>>>>
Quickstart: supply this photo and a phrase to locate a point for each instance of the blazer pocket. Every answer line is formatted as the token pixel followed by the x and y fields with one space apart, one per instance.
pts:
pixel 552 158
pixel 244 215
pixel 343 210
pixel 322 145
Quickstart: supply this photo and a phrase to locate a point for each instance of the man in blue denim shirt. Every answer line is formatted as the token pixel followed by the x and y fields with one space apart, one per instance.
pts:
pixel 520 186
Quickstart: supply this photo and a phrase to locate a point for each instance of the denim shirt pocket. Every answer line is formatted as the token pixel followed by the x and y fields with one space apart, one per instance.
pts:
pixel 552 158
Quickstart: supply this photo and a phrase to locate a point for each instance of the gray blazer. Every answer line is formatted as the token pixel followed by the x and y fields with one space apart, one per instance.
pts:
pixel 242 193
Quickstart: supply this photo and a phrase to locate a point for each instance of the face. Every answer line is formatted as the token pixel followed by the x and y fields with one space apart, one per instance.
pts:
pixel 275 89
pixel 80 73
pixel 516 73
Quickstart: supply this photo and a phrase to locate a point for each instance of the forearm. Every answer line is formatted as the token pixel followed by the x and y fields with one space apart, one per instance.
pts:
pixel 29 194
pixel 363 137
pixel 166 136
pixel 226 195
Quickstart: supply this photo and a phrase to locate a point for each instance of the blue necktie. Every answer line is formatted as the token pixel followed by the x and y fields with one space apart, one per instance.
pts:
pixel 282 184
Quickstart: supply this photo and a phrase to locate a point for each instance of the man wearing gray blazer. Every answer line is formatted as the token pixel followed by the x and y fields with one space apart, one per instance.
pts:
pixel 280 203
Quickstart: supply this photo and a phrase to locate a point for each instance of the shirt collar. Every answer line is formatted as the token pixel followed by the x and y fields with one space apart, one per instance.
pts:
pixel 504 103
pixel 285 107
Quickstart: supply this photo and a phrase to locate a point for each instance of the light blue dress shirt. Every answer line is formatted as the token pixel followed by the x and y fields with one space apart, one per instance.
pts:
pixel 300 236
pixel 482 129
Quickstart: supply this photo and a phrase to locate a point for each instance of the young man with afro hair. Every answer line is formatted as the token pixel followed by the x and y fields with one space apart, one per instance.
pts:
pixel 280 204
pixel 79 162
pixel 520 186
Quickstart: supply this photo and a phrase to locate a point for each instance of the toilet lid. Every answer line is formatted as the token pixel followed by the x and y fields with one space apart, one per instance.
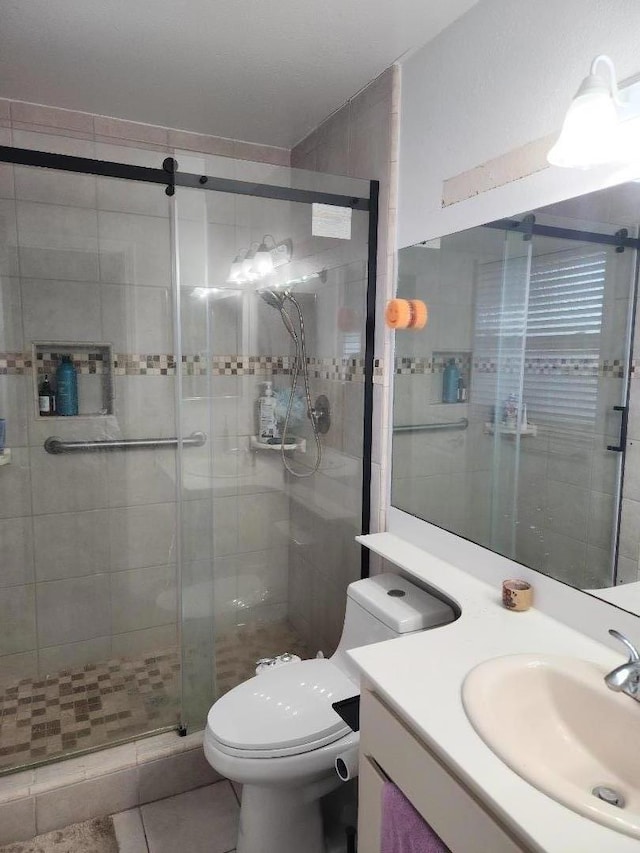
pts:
pixel 286 707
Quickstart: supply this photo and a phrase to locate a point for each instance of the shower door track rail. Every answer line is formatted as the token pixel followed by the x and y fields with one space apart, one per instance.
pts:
pixel 620 239
pixel 463 423
pixel 56 445
pixel 170 177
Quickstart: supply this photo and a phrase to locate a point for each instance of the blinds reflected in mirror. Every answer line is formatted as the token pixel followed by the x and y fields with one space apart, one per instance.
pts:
pixel 560 316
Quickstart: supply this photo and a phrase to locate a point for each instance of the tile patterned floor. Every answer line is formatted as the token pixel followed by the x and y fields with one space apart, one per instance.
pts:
pixel 101 703
pixel 88 707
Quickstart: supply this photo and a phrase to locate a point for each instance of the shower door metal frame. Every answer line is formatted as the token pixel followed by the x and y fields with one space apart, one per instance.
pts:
pixel 621 240
pixel 169 177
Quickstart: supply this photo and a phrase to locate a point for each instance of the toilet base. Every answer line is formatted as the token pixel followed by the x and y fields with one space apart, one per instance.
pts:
pixel 280 820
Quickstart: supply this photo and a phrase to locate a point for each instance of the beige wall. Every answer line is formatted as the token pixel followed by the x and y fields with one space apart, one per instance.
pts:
pixel 361 140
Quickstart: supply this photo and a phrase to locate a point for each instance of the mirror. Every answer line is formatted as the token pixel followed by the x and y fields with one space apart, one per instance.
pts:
pixel 516 409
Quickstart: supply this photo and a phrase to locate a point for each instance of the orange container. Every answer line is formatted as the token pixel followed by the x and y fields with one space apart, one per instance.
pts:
pixel 406 314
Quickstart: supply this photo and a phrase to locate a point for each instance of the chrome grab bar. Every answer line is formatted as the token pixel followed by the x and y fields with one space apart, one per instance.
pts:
pixel 463 423
pixel 56 445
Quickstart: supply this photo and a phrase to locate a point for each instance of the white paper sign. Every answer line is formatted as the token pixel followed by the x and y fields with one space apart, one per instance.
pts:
pixel 330 221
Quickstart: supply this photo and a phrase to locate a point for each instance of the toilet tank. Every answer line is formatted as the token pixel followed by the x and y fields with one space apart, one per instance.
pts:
pixel 384 607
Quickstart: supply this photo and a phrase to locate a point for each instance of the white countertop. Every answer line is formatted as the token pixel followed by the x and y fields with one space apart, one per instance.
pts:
pixel 420 677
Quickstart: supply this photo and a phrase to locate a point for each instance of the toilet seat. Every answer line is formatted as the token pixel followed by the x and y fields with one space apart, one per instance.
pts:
pixel 285 711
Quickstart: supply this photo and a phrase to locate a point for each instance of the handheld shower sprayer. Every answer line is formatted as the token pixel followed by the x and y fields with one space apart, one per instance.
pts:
pixel 278 299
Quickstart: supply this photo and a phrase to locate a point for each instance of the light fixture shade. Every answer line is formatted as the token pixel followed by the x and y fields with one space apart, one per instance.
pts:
pixel 248 269
pixel 235 273
pixel 263 262
pixel 590 134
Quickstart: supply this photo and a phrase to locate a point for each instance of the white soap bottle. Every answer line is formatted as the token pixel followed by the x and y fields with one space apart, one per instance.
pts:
pixel 267 421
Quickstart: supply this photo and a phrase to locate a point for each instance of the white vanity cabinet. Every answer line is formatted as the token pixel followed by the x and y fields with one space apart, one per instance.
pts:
pixel 389 750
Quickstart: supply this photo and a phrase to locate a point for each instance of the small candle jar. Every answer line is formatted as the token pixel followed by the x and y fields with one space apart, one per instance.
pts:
pixel 517 594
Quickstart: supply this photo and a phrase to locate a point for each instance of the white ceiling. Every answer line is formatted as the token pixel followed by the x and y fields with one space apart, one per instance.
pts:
pixel 264 71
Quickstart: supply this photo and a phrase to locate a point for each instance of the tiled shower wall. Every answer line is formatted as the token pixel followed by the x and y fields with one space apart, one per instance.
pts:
pixel 361 140
pixel 88 567
pixel 567 478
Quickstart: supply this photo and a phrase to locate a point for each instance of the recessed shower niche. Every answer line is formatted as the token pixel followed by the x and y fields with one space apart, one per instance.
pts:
pixel 94 366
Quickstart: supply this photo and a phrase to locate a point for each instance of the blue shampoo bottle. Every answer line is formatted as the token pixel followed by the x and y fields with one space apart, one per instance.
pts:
pixel 67 387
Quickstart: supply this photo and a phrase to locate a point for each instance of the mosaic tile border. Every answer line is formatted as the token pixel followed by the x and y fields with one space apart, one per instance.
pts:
pixel 164 364
pixel 542 366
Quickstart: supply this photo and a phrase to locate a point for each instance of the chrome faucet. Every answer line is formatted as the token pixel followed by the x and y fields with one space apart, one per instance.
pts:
pixel 626 677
<<<<
Repeat every item above word for word, from first to last, and leave the pictures out.

Quickstart: supply this photo and a phrase to locate a point for each instance of the blazer pocket. Every answer line is formatted as the token pixel followed by the x and y fields with one space apart, one per instance.
pts:
pixel 552 158
pixel 244 215
pixel 343 210
pixel 322 145
Quickstart: supply this photo and a phrase to locate a point for each instance of the man in blue denim shirt. Every answer line is formatted as the token pixel followed by the x and y fields with one space apart, one per instance.
pts:
pixel 520 186
Quickstart: supply this photo and a phrase to locate a point for each instance of the denim shirt pocket. Every answer line is formatted as the token pixel followed by the x and y fields with one space apart, one per instance.
pts:
pixel 552 158
Quickstart: supply this photo and a phrase to locate a point for each instance of the gray blazer. Every answer line is formatted as the token pixel followed by the x and y fields with one space apart, one per instance.
pts:
pixel 242 193
Quickstart: supply this photo and a phrase to locate a point for each instance of the face. Every answer line is formatted as the token pixel followed by the x and y fields with one space apart, one per instance.
pts:
pixel 275 89
pixel 80 73
pixel 516 73
Quickstart: supply this photo and a phrase to locate a point for each instance of the forearm. Every answer line is formatted as the token pixel followed by the x and y fields with one space apart, one per instance.
pts:
pixel 29 194
pixel 363 137
pixel 166 136
pixel 226 195
Quickstart: supply this photo and a phrase to locate a point for each instance of the blue necktie. Every answer line is formatted as the token pixel followed by the x and y fields with one space apart, one per instance.
pts:
pixel 282 184
Quickstart: supply this photo and a phrase to locate a point for each instance of the man wearing gray blazer. Every answer line is formatted as the token pixel followed by the x and y fields with one space apart, one per instance.
pts:
pixel 280 203
Quickstart: supply this photo and a phrase to locate a point for each instance of the shirt collar. Every answer line is formatted as the token pixel followed by the x and y fields with one space apart, one per instance.
pts:
pixel 504 103
pixel 285 107
Quickstart: supply this photo and a phrase to locate a point for each instance of the light blue dress shirt. Every answer line is formatted as the token pixel followed by the x and y fields with one space apart, one per instance.
pts:
pixel 300 236
pixel 482 129
Quickstart: supply this photo and a phrase to locate a point for each instance of the young man with afro hair. Every answer line is formatted as the token pixel followed by the x and y fields with one space apart, one per instance.
pts:
pixel 280 204
pixel 79 162
pixel 520 186
Quickstart: supply this photo and a phrase to locate a point for each instance of the toilet lid. Every answer line is formatted as the token pixel followed by the x and y fields with one space apart, one per instance.
pts:
pixel 286 707
Quickstart: supply this photo and a phrase to locate a point for each instance of the shower door track rail. Every answer line is formatted as the token pixel followed by the x and y fields with one space apart, one per instance.
pts:
pixel 620 239
pixel 463 423
pixel 56 445
pixel 170 177
Quickstart: supply this photo and a phrase to locate a point for each instance of the blinds reflected in mirror. Every answer line is formatted as the token pixel followed by the x and y fields with one space apart, one per instance.
pts:
pixel 560 316
Quickstart: supply this photo and a phrase to locate a point for each instance of the tile patterned floor. Every answer line is formatted as the token pixel followed by the x and y fields with one space apart, one per instance.
pts:
pixel 101 703
pixel 88 707
Quickstart: supply this photo and a phrase to locate a point for each instance of the shower door metal frame. Every answer line is formatted as the token pixel followed by the x and y fields with one space apart, one per instance.
pts:
pixel 621 240
pixel 169 177
Quickstart: supply this photo and a phrase to locate a point for each instance of the toilet base. Every answer line is formatted as the token pixel followed by the x and y fields with one space apart, one per instance.
pts:
pixel 280 820
Quickstart: supply this photo and a phrase to locate a point for each instance of the beige wall. Every answer line is formatted as the token pixel followed by the x and y fields with one space apart, one per instance.
pts:
pixel 361 140
Quickstart: supply this photo and a phrase to locate a point for each instance of the mirror. Every answer line is formatted as the token pixel followed by the x and y fields with one space apart, one per instance.
pts:
pixel 516 409
Quickstart: supply this photo and a phrase to locate a point for each instance of the orange container. Every answer line is formatted as the token pixel followed by the x and y fields with one space apart, one per instance.
pts:
pixel 406 314
Quickstart: supply this photo and a phrase to locate a point for each instance of the chrome grab bar. Every answer line is formatted as the token pixel followed by the x and y fields with one space apart, one per instance.
pts:
pixel 463 423
pixel 56 445
Quickstart: supply this photo and a phrase to locate a point for each instance of the white paper sign. Every answer line is formatted as the token pixel followed by the x and y fields with one space apart, one per instance.
pts:
pixel 330 221
Quickstart: supply this photo and a phrase to locate a point for each instance of the toilet tank. Every answer line is formatted as the token pixel followed by the x and y fields with one space apart, one per instance.
pts:
pixel 384 607
Quickstart: supply this photo and a phrase to locate a point for each instance of the white countertop. Every answer line is formatted as the token pixel followed by the x and y fields with one space apart, one per instance.
pts:
pixel 420 677
Quickstart: supply this photo and a phrase to locate a point for each instance of the toilet seat. Every answer line is formatted as the token pixel followed by the x and y fields with one space apart, one per instance.
pts:
pixel 285 711
Quickstart: supply this photo and a phrase to locate a point for each instance of the handheld shower sprayer. Every answer line is formatted as the token pixel followed by the x and y fields with one space apart, one per instance.
pts:
pixel 278 299
Quickstart: supply this photo and a phrase to locate a point for each instance of the light fixture shade. Every answer line is formatted as the token pixel followed by the x and y fields with one space apart, one per instance.
pts:
pixel 248 269
pixel 235 273
pixel 263 262
pixel 590 134
Quickstart: supply this photo and a phrase to locate a point for each instance of the white soap bottle. Every answer line is formatted as the token pixel followed by the x and y fields with one space apart, one per instance.
pts:
pixel 267 421
Quickstart: supply this photo and a phrase to locate a point for each instance of the white vanity cabinet. Every answer line is formatted as the token pixel followed by the x and y fields with one space apart, one per instance.
pts:
pixel 389 750
Quickstart: supply this photo and a phrase to locate a point for each instance of the small candle jar. Every answer line is formatted as the token pixel followed by the x and y fields with one space apart, one per instance.
pts:
pixel 517 594
Quickstart: supply this photo and a phrase to locate a point for each instance of the white ceiling. Every answer line is formatted as the token pixel followed by the x and y fields with one space apart, one per instance.
pts:
pixel 264 71
Quickstart: supply this photo and a phrase to locate a point for each instance of the tiled shower wall. Every answer line is formatted as the token pixel followed by the x and y fields with one space apart, one per instance.
pts:
pixel 361 140
pixel 88 567
pixel 567 478
Quickstart: supply this photo and a phrase to locate a point for each instance of the recessed shower niche. Every answer line is formatted as the token pixel followed by the x and y fields with one space apart, one per instance.
pts:
pixel 94 366
Quickstart: supply this photo and a phrase to locate a point for each instance of the blue shampoo bottle. Every answer line is formatted as the token pixel followed by the x and y fields with one space apart, one per instance.
pts:
pixel 67 387
Quickstart: supply this photo and a phrase to locate a point for each instance of the mosaic tile border. Every answer line is formatted as the token pixel followed by the x and y fields with one space apart, one per instance.
pts:
pixel 164 364
pixel 542 366
Quickstart: supply this photo and a phrase to locate a point for each instance of the chrome faucet. Every answer line is formatted as the token pixel followed by the x and y fields with one space apart, one per instance.
pts:
pixel 626 677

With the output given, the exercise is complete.